_Reading passage_:
Russia expands hybrid warfare through North Africa

Sweden’s Chief of Defence, Lieutenant General Mikael Klasson, warned that Russia is broadening its hybrid warfare campaign against the West by taking control of illegal migration and narcotics routes into Europe through North Africa. In an interview with The Financial Times, he stressed that Moscow’s actions now extend far beyond drone incursions, cyberattacks and sabotage, with the Kremlin leveraging criminal networks as part of a wider destabilisation strategy. His remarks, published in the context of growing NATO concern, highlight what he described as a rapidly expanding threat that reaches “across Europe and NATO territory,” embedded in the newspaper’s coverage of hybrid Russian activity.

Klasson urged NATO leadership to place the Kremlin’s activities in North Africa under closer scrutiny, citing the speed at which drug trafficking, irregular migration and other criminal operations are spreading. According to him, these channels have become tools aimed at destabilising European societies, overwhelming national services and distracting governments from supporting Ukraine.

Migration routes intensify amid geopolitical pressure

Data from Frontex shows a sharp rise in irregular migration into Europe via central and western Mediterranean routes. In 2025, the number of migrants arriving through these corridors increased by 50% year-on-year, while entries via Libya surged by 50% over the first nine months. Most migrants on this route originate from Bangladesh, Eritrea and Egypt, underlining the central Mediterranean’s role as the busiest entry path, accounting for nearly 40% of all illegal crossings.

The western Mediterranean has seen similar pressures. Algeria became the dominant departure point in 2025, with its nationals representing nearly three-quarters of detected crossings on that route. Frontex reported a 28% rise in irregular border entries there over the first three quarters, adding further strain to EU border systems already stretched by regional instability.

Narcotics flows heighten security concerns

Alongside migration routes, narcotics trafficking has become a key vector of hybrid pressure. Most cocaine entering Europe transits the Gulf of Guinea, now a major operational zone for counter-smuggling missions. In recent months, several large-scale seizures have underscored the depth of the problem. The French Navy reported in September that 54 tonnes of drugs had been intercepted since the start of the year, pointing to the scale of the networks operating across West Africa.

Klasson stressed that drug trafficking serves a dual purpose in Russia’s strategy: eroding societal security while cultivating criminal ecosystems that can support political or intelligence objectives. By exploiting vulnerabilities in African transit hubs, Moscow aims to increase Europe’s exposure to internal crises linked to organised crime.

_Records for this exercise_:
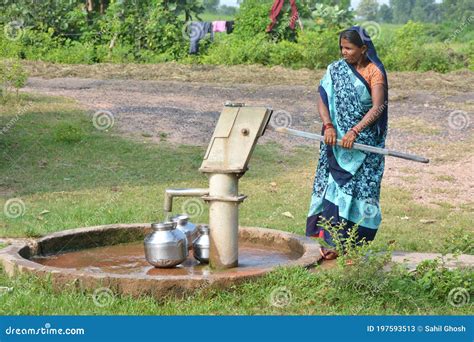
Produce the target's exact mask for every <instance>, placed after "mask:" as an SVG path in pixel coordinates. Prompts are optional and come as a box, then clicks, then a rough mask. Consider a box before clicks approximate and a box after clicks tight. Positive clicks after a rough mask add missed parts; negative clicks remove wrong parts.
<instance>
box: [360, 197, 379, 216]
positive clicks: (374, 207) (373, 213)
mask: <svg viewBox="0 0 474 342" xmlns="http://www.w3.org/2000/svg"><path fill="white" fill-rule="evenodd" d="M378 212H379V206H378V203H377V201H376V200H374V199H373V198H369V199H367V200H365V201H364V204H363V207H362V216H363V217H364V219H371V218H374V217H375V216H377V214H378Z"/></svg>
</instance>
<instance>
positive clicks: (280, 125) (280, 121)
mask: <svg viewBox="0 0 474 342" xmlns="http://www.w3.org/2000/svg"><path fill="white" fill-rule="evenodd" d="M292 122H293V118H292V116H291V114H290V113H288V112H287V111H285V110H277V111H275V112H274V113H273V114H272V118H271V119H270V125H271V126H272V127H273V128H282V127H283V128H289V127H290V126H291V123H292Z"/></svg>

_Tasks to perform_:
a – Answer from the article on Russia's hybrid warfare:
(i) What is the name of Sweden's Chief of Defence?
(ii) Which country became the dominant departure point on the western Mediterranean route in 2025?
(iii) How many tonnes of drugs did the French Navy report intercepting since the start of the year?
b – Copy all of the records above line for line, with no changes, and leave out the pictures.
The article and the records come from separate, unrelated sources.

_Results for each task_:
a –
(i) Lieutenant General Mikael Klasson
(ii) Algeria
(iii) 54 tonnes

b –
Produce the target's exact mask for every <instance>, placed after "mask:" as an SVG path in pixel coordinates. Prompts are optional and come as a box, then clicks, then a rough mask. Consider a box before clicks approximate and a box after clicks tight. Positive clicks after a rough mask add missed parts; negative clicks remove wrong parts.
<instance>
box: [360, 197, 379, 216]
positive clicks: (374, 207) (373, 213)
mask: <svg viewBox="0 0 474 342" xmlns="http://www.w3.org/2000/svg"><path fill="white" fill-rule="evenodd" d="M378 212H379V206H378V203H377V201H376V200H374V199H373V198H369V199H367V200H365V201H364V204H363V207H362V216H363V217H364V219H371V218H374V217H375V216H377V214H378Z"/></svg>
</instance>
<instance>
positive clicks: (280, 125) (280, 121)
mask: <svg viewBox="0 0 474 342" xmlns="http://www.w3.org/2000/svg"><path fill="white" fill-rule="evenodd" d="M292 122H293V118H292V116H291V114H290V113H288V112H287V111H285V110H277V111H275V112H274V113H273V114H272V118H271V119H270V125H271V126H272V127H273V128H282V127H283V128H289V127H290V126H291V123H292Z"/></svg>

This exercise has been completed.